[Rows of box annotation data]
:::

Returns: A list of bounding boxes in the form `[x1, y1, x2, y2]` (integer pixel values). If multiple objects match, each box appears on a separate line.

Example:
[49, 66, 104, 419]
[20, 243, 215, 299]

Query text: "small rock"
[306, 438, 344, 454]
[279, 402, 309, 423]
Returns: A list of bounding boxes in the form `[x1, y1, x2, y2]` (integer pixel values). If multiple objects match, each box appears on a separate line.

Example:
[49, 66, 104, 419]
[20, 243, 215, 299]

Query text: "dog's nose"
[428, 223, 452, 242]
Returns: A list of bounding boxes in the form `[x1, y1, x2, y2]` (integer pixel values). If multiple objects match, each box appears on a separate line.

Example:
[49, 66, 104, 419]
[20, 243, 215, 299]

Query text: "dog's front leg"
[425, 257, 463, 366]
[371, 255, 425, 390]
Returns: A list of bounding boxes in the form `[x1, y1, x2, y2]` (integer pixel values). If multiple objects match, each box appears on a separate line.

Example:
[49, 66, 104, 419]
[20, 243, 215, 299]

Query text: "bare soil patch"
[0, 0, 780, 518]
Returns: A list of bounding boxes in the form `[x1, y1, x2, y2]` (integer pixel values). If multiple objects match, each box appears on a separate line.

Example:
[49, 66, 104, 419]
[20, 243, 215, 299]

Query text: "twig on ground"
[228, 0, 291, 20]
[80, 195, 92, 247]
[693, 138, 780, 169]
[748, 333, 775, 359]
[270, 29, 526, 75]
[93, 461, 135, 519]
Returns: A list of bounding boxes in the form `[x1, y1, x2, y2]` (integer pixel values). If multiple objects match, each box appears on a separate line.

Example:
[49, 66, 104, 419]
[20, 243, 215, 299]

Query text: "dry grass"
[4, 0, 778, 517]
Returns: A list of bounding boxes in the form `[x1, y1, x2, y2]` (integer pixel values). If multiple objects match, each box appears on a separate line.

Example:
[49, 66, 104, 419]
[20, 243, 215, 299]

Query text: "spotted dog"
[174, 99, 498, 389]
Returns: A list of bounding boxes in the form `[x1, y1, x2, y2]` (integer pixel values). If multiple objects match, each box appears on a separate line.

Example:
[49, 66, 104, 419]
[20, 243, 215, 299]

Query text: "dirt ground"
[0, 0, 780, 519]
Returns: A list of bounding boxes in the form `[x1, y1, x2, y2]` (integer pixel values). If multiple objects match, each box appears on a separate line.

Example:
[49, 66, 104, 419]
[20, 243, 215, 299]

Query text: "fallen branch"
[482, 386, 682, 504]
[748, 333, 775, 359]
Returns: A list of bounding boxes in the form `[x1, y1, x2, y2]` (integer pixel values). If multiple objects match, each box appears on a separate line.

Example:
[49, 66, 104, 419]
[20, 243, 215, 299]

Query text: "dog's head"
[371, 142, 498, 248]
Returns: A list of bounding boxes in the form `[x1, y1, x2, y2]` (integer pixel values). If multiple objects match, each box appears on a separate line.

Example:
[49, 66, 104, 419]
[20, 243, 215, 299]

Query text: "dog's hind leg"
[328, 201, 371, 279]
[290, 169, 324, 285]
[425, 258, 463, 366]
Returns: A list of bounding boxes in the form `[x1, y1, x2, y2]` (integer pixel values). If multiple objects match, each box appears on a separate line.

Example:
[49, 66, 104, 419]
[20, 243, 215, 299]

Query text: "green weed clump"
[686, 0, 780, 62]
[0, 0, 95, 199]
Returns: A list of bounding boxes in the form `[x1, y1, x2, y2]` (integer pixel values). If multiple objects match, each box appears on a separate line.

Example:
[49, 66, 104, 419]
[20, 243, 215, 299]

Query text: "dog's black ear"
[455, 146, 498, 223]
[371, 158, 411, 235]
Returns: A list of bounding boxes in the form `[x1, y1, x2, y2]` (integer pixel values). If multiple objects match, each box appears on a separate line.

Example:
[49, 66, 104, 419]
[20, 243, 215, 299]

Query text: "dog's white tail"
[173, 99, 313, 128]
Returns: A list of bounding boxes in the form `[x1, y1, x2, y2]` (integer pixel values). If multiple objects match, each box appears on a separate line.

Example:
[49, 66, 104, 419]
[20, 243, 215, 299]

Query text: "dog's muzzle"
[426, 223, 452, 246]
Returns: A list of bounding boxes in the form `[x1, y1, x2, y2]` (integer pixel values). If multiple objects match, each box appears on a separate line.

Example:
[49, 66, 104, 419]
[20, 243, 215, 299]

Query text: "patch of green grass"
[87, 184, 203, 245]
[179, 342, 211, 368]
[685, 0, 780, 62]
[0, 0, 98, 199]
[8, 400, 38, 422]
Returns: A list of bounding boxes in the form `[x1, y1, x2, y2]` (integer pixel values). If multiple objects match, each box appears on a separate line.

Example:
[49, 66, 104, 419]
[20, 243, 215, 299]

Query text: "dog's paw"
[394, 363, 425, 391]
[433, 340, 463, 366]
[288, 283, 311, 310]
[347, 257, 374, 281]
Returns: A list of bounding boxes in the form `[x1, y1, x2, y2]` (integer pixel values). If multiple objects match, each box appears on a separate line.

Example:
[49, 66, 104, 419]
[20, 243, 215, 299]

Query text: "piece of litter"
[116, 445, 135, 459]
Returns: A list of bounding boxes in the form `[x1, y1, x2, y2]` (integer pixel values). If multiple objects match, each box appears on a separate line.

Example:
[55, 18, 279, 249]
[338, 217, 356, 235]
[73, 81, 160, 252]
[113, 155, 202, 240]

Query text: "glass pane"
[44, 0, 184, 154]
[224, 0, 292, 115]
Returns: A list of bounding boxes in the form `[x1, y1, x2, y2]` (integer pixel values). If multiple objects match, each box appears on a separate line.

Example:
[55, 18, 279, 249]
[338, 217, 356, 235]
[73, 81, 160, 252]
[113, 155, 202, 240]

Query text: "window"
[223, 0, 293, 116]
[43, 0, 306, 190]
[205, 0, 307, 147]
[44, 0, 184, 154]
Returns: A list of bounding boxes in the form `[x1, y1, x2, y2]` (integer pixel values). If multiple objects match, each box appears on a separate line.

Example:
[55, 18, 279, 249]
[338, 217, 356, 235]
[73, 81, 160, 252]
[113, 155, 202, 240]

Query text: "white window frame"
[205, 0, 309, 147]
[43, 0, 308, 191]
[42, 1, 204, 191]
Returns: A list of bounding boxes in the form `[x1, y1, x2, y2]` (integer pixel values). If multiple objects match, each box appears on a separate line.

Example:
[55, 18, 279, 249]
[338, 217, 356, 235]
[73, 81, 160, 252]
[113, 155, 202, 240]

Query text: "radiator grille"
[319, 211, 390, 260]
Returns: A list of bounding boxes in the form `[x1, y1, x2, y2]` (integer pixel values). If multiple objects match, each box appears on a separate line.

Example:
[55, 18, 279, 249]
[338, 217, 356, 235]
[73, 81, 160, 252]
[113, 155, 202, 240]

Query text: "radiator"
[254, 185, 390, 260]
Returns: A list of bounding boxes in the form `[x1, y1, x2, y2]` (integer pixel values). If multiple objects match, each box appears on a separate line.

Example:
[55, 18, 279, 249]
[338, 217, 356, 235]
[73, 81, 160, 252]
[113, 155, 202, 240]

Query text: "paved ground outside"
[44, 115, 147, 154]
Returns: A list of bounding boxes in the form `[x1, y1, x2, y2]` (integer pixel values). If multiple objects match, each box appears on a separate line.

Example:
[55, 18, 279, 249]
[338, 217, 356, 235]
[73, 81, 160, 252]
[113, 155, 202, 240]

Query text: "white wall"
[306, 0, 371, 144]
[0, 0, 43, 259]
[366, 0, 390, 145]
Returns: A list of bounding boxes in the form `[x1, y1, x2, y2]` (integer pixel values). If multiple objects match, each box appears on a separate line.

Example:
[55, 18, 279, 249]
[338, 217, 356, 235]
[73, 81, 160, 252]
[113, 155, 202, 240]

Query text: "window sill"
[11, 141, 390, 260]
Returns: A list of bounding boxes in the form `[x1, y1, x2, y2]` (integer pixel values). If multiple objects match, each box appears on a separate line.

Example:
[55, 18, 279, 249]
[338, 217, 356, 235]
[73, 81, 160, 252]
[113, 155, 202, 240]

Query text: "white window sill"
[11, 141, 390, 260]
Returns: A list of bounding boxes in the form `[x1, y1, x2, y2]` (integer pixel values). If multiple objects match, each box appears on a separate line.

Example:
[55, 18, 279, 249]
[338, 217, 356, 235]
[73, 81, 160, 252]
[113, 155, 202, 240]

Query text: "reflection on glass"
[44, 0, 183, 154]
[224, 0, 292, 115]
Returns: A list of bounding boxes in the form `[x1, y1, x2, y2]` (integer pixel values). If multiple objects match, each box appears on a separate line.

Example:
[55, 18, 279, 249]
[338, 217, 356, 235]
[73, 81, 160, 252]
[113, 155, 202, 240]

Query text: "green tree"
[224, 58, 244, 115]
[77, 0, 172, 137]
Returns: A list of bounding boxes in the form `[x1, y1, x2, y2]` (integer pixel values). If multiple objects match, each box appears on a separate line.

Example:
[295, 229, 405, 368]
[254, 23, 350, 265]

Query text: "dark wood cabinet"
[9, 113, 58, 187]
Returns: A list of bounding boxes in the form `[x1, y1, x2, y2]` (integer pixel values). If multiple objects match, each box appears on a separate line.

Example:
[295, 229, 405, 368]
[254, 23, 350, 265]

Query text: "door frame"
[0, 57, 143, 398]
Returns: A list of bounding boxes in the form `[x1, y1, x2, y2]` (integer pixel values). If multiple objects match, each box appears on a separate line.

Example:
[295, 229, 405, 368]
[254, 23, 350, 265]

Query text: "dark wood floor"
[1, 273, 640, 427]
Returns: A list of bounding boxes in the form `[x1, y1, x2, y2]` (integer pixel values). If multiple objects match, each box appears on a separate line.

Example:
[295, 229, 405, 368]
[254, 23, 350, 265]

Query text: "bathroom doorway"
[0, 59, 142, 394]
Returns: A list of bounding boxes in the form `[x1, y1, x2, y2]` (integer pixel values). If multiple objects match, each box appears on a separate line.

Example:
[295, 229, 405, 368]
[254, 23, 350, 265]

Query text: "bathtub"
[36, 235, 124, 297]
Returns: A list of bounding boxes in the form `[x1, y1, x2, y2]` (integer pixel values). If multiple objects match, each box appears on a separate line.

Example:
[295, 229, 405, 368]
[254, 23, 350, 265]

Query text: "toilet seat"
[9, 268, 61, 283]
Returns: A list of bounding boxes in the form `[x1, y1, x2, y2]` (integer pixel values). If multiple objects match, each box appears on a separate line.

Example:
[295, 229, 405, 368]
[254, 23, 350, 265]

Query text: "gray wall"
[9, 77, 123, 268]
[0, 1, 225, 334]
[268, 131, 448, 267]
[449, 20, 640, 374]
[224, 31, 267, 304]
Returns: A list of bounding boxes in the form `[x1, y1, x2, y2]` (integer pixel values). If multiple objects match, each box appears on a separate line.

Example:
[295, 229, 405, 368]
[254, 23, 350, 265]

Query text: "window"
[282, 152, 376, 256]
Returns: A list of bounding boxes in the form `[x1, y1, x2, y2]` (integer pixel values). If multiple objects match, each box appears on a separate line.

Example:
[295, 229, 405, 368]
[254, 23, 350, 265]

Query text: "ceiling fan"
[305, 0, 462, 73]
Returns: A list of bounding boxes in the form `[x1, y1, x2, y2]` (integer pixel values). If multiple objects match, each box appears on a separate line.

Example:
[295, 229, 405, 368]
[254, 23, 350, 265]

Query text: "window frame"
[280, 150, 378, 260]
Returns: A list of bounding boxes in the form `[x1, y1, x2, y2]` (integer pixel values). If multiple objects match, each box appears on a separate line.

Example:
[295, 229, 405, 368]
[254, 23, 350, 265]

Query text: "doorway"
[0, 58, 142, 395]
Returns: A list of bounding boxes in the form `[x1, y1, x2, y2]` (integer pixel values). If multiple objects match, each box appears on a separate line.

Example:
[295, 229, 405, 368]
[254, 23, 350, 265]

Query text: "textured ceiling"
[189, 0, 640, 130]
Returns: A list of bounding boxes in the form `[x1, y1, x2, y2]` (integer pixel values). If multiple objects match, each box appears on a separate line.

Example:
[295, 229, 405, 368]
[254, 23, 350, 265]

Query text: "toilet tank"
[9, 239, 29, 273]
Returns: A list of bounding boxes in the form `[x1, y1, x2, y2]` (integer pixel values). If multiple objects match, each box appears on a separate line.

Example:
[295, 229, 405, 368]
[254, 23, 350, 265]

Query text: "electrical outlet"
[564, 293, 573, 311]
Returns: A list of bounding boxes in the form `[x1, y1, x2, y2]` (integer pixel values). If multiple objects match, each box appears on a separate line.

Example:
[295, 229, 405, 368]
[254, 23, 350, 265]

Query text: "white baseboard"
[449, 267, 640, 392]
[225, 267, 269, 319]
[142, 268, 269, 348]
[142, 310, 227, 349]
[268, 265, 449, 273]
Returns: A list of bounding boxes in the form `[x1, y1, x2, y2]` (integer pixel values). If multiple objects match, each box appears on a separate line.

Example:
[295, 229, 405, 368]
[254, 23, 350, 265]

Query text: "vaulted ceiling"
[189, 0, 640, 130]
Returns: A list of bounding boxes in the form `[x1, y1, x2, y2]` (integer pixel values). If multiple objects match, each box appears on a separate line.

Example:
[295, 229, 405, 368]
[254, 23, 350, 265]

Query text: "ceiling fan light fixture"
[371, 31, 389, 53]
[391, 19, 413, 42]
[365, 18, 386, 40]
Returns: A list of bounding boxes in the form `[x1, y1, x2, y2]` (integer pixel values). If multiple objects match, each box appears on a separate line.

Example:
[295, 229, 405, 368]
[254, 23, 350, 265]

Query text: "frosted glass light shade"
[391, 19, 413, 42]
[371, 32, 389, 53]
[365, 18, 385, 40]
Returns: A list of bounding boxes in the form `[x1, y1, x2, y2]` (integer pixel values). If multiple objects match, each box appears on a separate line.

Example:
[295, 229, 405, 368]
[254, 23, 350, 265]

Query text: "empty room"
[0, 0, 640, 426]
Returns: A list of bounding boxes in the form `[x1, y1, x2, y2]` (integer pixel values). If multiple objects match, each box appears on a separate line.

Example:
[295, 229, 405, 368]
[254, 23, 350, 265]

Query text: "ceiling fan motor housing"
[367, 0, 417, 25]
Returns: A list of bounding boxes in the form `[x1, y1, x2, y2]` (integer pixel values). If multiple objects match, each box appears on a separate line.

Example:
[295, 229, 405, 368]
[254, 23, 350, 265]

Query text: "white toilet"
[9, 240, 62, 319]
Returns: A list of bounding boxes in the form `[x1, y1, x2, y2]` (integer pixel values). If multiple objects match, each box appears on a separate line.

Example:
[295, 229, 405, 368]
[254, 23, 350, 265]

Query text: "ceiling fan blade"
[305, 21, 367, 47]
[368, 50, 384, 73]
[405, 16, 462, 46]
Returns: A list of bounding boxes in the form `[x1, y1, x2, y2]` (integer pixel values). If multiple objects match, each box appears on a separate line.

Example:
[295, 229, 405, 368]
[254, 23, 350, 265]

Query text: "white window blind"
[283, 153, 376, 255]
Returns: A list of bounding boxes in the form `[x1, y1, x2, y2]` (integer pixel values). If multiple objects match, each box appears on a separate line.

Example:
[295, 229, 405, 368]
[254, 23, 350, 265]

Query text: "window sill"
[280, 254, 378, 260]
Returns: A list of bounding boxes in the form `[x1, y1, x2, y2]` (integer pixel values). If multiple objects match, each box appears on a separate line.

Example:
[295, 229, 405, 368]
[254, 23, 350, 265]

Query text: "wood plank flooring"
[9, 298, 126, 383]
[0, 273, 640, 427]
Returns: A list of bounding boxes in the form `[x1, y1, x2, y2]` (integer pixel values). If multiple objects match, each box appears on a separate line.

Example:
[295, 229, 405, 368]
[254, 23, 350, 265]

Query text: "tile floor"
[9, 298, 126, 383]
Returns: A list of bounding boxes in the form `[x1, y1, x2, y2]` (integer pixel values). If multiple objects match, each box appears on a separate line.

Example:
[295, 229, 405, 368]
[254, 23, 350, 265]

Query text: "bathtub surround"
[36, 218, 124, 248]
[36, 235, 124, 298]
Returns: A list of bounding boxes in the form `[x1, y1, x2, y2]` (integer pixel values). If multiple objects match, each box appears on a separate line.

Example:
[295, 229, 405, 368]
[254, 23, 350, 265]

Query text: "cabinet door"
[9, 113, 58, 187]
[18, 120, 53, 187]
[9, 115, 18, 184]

:::

#### [Your instructions]
Copy the data from its first line through the line containing "[0, 0, 780, 518]", swapping every "dog's" for "puppy's" and leaving everything else unchanged.

#### [Exercise output]
Returns: A list of bounding boxes in the form `[x1, y1, x2, y2]` (integer pixel values). If multiple objects match, each box appears on a separate line.

Example:
[49, 66, 104, 419]
[20, 243, 215, 299]

Query text: "small rock"
[306, 438, 344, 454]
[279, 402, 309, 423]
Returns: A list of bounding boxes in the form `[x1, y1, x2, y2]` (integer pixel values). If multiple objects match, each box appears on a separate line.

Example:
[49, 66, 104, 419]
[20, 243, 215, 299]

Query text: "puppy's nose"
[428, 223, 452, 242]
Returns: A list of bounding boxes in the form `[x1, y1, x2, y2]` (integer pixel values). If multiple objects match, each box appears on a separate line.

Example:
[49, 66, 104, 419]
[20, 243, 215, 299]

Query text: "puppy's front leg"
[425, 257, 463, 366]
[371, 255, 425, 390]
Returns: A list of bounding boxes in the form `[x1, y1, x2, y2]` (integer pixel values). If multiple objects match, each box appears on a separate line.

Example:
[49, 66, 104, 419]
[20, 243, 215, 299]

Query text: "bare soil patch"
[0, 0, 780, 518]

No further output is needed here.